Stored items from a collection
## begin
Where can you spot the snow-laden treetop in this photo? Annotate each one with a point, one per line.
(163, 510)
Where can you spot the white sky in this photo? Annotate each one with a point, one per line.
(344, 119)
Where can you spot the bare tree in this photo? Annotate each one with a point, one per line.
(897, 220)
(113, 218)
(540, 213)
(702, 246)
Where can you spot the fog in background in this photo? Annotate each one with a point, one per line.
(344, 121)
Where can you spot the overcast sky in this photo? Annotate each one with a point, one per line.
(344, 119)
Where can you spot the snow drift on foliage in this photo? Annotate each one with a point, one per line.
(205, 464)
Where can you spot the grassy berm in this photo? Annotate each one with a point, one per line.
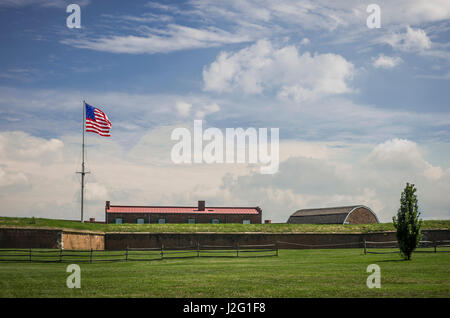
(222, 228)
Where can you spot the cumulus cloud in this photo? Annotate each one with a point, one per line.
(262, 67)
(183, 108)
(386, 62)
(413, 40)
(375, 179)
(311, 174)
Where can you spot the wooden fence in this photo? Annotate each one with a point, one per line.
(135, 254)
(386, 247)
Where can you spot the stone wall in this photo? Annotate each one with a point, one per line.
(50, 238)
(114, 241)
(75, 240)
(30, 238)
(68, 239)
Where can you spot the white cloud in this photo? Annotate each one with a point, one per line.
(262, 67)
(387, 62)
(413, 40)
(173, 37)
(311, 175)
(183, 108)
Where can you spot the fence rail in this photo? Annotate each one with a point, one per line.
(380, 247)
(134, 254)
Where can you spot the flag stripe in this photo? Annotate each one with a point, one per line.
(97, 121)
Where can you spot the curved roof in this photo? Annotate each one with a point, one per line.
(333, 215)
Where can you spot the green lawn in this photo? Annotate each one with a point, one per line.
(272, 228)
(294, 273)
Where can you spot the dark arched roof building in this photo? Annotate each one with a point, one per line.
(355, 214)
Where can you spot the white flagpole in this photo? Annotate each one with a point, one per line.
(82, 164)
(83, 171)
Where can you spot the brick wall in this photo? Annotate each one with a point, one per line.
(75, 240)
(50, 238)
(183, 217)
(30, 238)
(146, 240)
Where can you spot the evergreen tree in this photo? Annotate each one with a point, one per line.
(407, 222)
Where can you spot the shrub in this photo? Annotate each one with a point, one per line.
(407, 222)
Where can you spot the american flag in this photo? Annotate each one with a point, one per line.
(97, 121)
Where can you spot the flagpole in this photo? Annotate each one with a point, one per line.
(82, 164)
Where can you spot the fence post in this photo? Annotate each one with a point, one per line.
(365, 248)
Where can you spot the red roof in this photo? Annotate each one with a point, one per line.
(174, 209)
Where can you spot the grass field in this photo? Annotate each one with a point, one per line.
(272, 228)
(294, 273)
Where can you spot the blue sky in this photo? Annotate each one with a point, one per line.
(349, 102)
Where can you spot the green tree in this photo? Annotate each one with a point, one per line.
(407, 222)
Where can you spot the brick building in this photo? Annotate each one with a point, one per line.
(356, 214)
(181, 214)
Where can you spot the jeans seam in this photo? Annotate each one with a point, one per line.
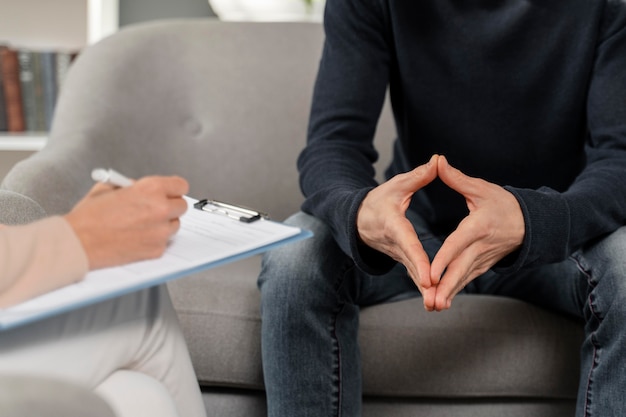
(593, 339)
(337, 390)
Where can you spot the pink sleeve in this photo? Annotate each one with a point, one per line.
(38, 258)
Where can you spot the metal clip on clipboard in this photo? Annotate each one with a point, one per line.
(243, 214)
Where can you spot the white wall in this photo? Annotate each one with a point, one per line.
(41, 24)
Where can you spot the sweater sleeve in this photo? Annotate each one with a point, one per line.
(594, 205)
(38, 258)
(336, 167)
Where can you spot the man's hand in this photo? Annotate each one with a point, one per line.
(493, 229)
(121, 225)
(382, 225)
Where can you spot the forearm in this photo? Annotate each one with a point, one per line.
(38, 258)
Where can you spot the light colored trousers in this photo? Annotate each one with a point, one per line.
(129, 350)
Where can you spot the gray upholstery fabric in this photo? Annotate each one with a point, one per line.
(26, 396)
(17, 208)
(225, 105)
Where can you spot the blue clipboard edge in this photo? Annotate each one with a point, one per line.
(31, 317)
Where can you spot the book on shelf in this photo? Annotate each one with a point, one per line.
(12, 92)
(29, 87)
(3, 113)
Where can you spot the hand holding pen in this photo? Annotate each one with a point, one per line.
(130, 223)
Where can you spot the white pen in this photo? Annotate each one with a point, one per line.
(110, 176)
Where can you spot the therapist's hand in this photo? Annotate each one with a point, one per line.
(121, 225)
(493, 228)
(382, 225)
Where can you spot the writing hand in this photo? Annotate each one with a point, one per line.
(121, 225)
(382, 225)
(493, 229)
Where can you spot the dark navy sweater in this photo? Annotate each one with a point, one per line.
(527, 94)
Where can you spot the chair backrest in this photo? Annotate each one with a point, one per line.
(222, 104)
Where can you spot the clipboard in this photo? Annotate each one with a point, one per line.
(208, 237)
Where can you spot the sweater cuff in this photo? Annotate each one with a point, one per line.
(366, 258)
(547, 229)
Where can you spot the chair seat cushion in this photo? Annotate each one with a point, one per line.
(483, 346)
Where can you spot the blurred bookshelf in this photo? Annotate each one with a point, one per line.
(59, 26)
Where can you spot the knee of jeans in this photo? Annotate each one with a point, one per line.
(606, 265)
(304, 267)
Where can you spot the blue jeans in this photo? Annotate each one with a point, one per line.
(311, 295)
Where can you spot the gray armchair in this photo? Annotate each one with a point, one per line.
(226, 105)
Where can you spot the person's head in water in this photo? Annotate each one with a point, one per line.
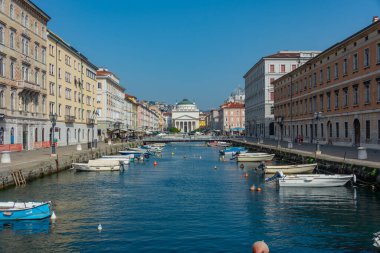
(260, 247)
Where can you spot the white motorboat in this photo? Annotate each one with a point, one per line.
(290, 169)
(254, 157)
(313, 180)
(122, 158)
(99, 165)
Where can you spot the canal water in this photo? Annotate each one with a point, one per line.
(190, 202)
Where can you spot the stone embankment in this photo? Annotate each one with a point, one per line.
(17, 172)
(367, 172)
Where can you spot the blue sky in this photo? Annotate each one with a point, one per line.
(167, 50)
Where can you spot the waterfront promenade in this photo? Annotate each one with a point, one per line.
(330, 150)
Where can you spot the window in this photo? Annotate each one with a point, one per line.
(12, 70)
(11, 10)
(345, 67)
(366, 57)
(345, 129)
(1, 34)
(43, 54)
(355, 62)
(345, 97)
(336, 71)
(367, 92)
(336, 99)
(2, 66)
(328, 94)
(355, 95)
(321, 76)
(337, 129)
(36, 52)
(321, 102)
(12, 40)
(328, 74)
(367, 129)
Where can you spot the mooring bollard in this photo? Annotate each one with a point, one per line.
(6, 157)
(362, 153)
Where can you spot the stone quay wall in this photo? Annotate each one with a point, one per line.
(51, 165)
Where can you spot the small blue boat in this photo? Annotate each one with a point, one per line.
(25, 210)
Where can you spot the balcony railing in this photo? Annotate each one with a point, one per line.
(29, 86)
(69, 119)
(90, 121)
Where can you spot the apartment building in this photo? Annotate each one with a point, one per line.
(71, 92)
(23, 116)
(259, 91)
(110, 102)
(334, 98)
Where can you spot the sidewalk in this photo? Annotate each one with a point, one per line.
(337, 151)
(29, 156)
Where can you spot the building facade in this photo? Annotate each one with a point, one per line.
(110, 101)
(185, 116)
(71, 93)
(23, 116)
(259, 91)
(334, 97)
(232, 117)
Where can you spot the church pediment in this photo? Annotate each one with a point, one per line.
(185, 117)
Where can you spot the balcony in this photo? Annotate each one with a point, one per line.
(90, 121)
(26, 85)
(69, 119)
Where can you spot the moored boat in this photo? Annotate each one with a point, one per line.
(290, 169)
(254, 157)
(99, 165)
(25, 210)
(313, 180)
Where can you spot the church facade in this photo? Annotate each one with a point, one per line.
(185, 116)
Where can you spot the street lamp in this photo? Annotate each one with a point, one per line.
(53, 119)
(317, 117)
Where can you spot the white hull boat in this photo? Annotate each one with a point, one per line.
(290, 169)
(99, 165)
(254, 157)
(314, 180)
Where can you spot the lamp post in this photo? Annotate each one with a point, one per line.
(53, 119)
(317, 117)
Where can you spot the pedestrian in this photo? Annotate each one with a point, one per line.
(260, 247)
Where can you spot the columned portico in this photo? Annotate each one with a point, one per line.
(185, 116)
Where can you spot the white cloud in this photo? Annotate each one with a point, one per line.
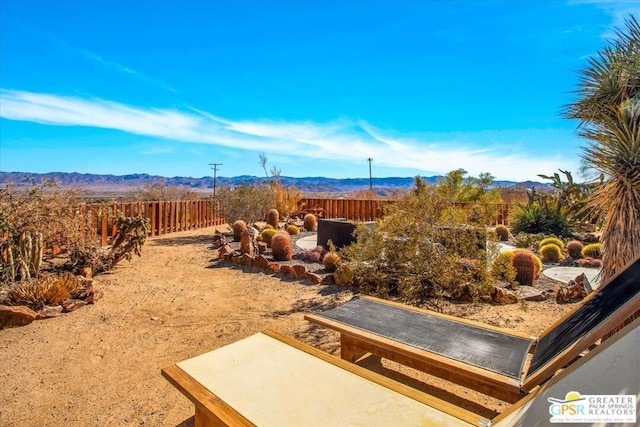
(338, 141)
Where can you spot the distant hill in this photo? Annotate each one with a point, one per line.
(113, 185)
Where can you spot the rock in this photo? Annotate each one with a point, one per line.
(299, 271)
(16, 315)
(49, 311)
(260, 262)
(91, 293)
(529, 293)
(225, 251)
(328, 280)
(503, 296)
(313, 278)
(286, 270)
(246, 259)
(72, 305)
(466, 293)
(274, 266)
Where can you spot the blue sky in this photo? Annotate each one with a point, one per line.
(422, 87)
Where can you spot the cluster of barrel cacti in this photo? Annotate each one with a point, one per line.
(551, 249)
(23, 258)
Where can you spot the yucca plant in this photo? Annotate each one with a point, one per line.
(608, 108)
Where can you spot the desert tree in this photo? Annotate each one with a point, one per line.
(608, 110)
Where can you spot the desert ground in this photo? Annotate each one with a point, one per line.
(100, 365)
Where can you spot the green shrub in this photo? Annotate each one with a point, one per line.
(574, 247)
(502, 267)
(238, 227)
(502, 232)
(553, 240)
(592, 250)
(540, 218)
(331, 261)
(267, 234)
(551, 252)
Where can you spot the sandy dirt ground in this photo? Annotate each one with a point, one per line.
(100, 365)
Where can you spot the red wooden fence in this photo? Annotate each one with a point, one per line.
(172, 216)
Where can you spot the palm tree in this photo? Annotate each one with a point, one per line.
(608, 110)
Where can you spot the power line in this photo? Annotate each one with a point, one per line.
(214, 166)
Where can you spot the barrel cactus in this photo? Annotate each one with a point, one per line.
(267, 234)
(574, 247)
(551, 252)
(238, 227)
(310, 222)
(281, 247)
(527, 266)
(273, 217)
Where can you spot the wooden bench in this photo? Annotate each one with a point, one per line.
(271, 380)
(498, 362)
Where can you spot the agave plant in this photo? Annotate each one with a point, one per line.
(608, 109)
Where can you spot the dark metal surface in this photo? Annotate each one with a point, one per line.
(484, 348)
(605, 302)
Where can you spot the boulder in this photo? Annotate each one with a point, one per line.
(16, 315)
(260, 262)
(246, 259)
(466, 293)
(299, 271)
(49, 311)
(286, 270)
(503, 296)
(328, 280)
(529, 293)
(313, 278)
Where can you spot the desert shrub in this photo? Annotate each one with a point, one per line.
(502, 267)
(592, 250)
(527, 265)
(293, 230)
(527, 240)
(131, 234)
(403, 254)
(541, 215)
(238, 227)
(502, 232)
(267, 234)
(38, 217)
(281, 247)
(551, 252)
(310, 222)
(273, 217)
(248, 202)
(38, 292)
(574, 248)
(590, 262)
(331, 261)
(551, 240)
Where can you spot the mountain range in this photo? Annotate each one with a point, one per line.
(119, 184)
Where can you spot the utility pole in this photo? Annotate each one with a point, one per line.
(214, 166)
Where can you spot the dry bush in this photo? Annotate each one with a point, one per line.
(49, 290)
(36, 218)
(414, 251)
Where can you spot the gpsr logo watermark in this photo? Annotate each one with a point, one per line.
(577, 408)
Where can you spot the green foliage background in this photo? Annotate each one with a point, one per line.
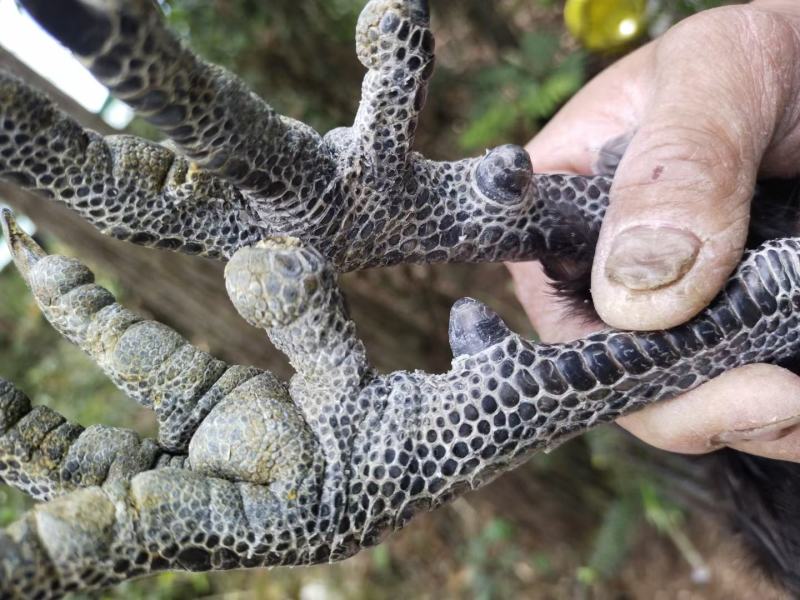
(504, 67)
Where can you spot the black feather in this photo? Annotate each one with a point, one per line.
(761, 497)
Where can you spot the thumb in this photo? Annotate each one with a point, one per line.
(678, 218)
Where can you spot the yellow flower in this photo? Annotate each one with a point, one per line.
(605, 24)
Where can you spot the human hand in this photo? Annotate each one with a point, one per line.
(711, 105)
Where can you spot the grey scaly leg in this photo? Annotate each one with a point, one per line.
(359, 194)
(45, 456)
(147, 360)
(316, 471)
(128, 188)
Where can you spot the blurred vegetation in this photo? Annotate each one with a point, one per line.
(504, 67)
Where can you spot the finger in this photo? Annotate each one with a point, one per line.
(608, 107)
(679, 212)
(755, 409)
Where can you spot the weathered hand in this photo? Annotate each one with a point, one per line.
(704, 110)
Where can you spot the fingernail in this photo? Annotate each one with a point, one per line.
(765, 433)
(647, 258)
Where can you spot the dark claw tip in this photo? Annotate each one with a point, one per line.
(24, 250)
(474, 327)
(505, 173)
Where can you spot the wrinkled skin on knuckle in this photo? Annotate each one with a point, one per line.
(384, 18)
(700, 158)
(69, 525)
(255, 434)
(274, 282)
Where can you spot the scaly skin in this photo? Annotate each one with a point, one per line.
(237, 172)
(250, 472)
(247, 471)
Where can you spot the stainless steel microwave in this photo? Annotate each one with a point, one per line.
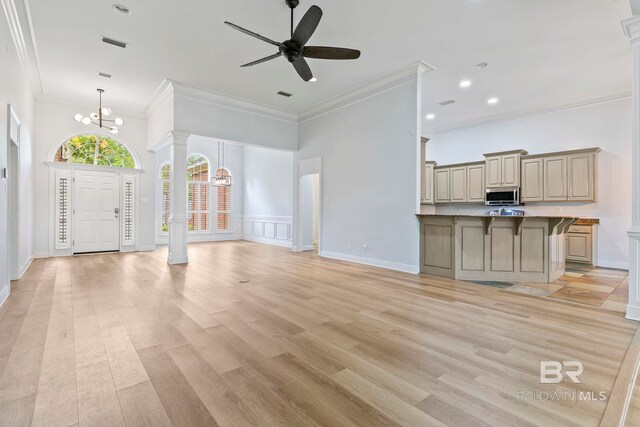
(502, 196)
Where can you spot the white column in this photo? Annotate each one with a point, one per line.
(632, 29)
(178, 214)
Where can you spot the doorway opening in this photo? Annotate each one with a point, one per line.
(309, 212)
(13, 178)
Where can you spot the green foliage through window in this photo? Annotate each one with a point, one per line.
(95, 150)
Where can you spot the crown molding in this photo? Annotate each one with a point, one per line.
(215, 98)
(621, 93)
(631, 28)
(20, 26)
(360, 93)
(162, 95)
(57, 103)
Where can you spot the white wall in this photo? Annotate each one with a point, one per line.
(233, 161)
(198, 117)
(268, 195)
(54, 125)
(369, 178)
(15, 90)
(606, 125)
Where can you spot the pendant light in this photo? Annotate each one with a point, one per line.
(221, 177)
(99, 119)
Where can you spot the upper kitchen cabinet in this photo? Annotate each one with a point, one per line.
(532, 180)
(461, 183)
(568, 176)
(476, 190)
(427, 187)
(503, 169)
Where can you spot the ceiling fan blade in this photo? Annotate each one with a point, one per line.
(307, 26)
(303, 69)
(260, 61)
(326, 52)
(252, 34)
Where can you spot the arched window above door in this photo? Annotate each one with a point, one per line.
(95, 149)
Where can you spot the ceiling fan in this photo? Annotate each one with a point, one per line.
(295, 49)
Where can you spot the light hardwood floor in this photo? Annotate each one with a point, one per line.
(249, 334)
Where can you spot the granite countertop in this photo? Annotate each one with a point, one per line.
(581, 221)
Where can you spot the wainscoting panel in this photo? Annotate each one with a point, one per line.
(268, 229)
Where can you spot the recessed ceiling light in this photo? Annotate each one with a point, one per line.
(121, 9)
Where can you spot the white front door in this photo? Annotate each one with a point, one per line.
(96, 224)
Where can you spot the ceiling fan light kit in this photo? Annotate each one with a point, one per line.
(295, 49)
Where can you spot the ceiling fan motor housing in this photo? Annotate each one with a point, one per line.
(290, 50)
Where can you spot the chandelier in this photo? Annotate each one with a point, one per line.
(221, 177)
(99, 119)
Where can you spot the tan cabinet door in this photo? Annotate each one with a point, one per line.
(426, 195)
(458, 180)
(511, 170)
(555, 178)
(581, 172)
(441, 178)
(494, 172)
(475, 183)
(578, 247)
(532, 180)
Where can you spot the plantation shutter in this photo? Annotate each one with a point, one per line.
## end
• [Written instruction]: Write out exactly the lines starting with the one that holds "Where can you spot the wainscoting" and running through the last line above.

• [Solution to the problem]:
Where can you spot the wainscoting panel in this photo? Annotate each one with a point, one per line.
(268, 229)
Where can you spot the recessed ceiling light in this photo? Annotate each one with a point, one per line.
(121, 9)
Where can you spot the white front door in this photo? Annotate each one with a point, one per line.
(96, 224)
Where can you spot the ceiling fan light kit in this photo? Annotate each one with a point, one per line.
(295, 49)
Where can you spot the ceiling fan motor housing in this photo? Annotate each one with a point, one per line.
(290, 50)
Where can you spot the chandelier in this photo? Annotate each one with a point, one per line.
(221, 177)
(99, 119)
Where can you spot the tan cabinet door in this photo? Annotate each one with a point, one per line.
(426, 195)
(458, 180)
(511, 170)
(555, 178)
(581, 172)
(441, 178)
(494, 172)
(475, 183)
(578, 247)
(532, 180)
Where can you spot the plantation shutter in this photo? Annotate each one with a point, one per line.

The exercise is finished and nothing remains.